WORK REQUIRED: Repeat all of the data word for word so that only the pictures are missing from the copy.

INPUT DATA:
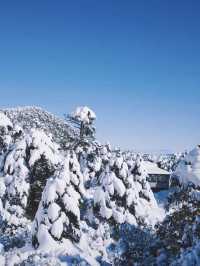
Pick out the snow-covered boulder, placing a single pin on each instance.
(188, 169)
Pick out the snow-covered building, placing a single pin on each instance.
(158, 178)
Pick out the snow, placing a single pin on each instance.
(84, 114)
(53, 211)
(152, 169)
(5, 121)
(188, 170)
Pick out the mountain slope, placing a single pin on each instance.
(35, 117)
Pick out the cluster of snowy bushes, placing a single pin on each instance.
(80, 202)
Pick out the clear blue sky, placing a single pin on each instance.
(136, 63)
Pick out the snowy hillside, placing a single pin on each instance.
(83, 203)
(35, 117)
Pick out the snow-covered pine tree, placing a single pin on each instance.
(179, 232)
(82, 120)
(58, 216)
(124, 195)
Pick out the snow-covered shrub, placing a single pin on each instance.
(124, 194)
(188, 169)
(58, 216)
(133, 246)
(30, 117)
(82, 120)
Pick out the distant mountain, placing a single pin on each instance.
(35, 117)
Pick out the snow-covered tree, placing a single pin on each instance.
(58, 216)
(180, 231)
(124, 194)
(82, 120)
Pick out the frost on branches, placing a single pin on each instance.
(124, 195)
(82, 119)
(58, 216)
(188, 169)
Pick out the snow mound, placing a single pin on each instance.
(84, 114)
(188, 170)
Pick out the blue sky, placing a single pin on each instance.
(136, 63)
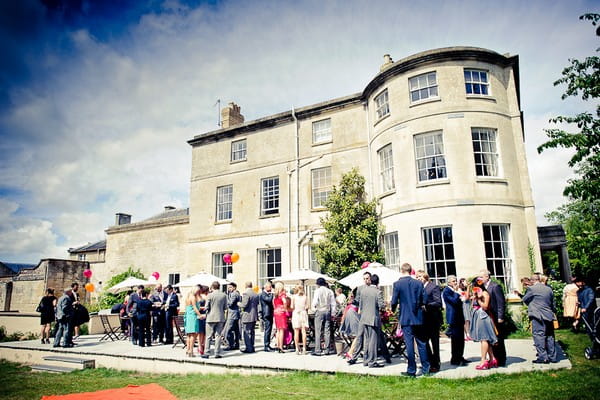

COMPLETED EXERCISE:
Pick out the snow-covered boulder, placing a single pin on each instance.
(188, 169)
Pick out the snow-covered building, placing a single pin on each instance.
(158, 178)
Pick out the snow, placing a single pin on each instance.
(84, 114)
(53, 211)
(152, 169)
(5, 121)
(188, 170)
Pick out the mountain slope, placing a single pin on each instance.
(35, 117)
Pick out the cluster of snowy bushes, placing a single pin on each instance.
(80, 202)
Pick out the clear blue sky, placing a single pin on each instance.
(136, 63)
Pick out the snowy hillside, placing a single pin on each instance.
(83, 203)
(35, 117)
Pick out the snow-covered pine tree, placing a single pin on each instance.
(179, 232)
(82, 120)
(58, 216)
(124, 195)
Pick out the snow-covered shrub, placing a single pin on each instance.
(124, 194)
(188, 169)
(58, 216)
(133, 246)
(30, 117)
(82, 120)
Pick out the distant mountain, placing a single pin on each instance.
(35, 117)
Pick out the snow-covered tree, placing a single pin on each instance.
(58, 216)
(180, 231)
(124, 194)
(82, 120)
Pick out the frost on branches, placing a single pin on each instance.
(124, 195)
(82, 119)
(58, 216)
(188, 169)
Pick out the snow mound, placing a single pin on each instance.
(84, 114)
(188, 170)
Pick out the blue sky, placing a single pin on each instance.
(136, 63)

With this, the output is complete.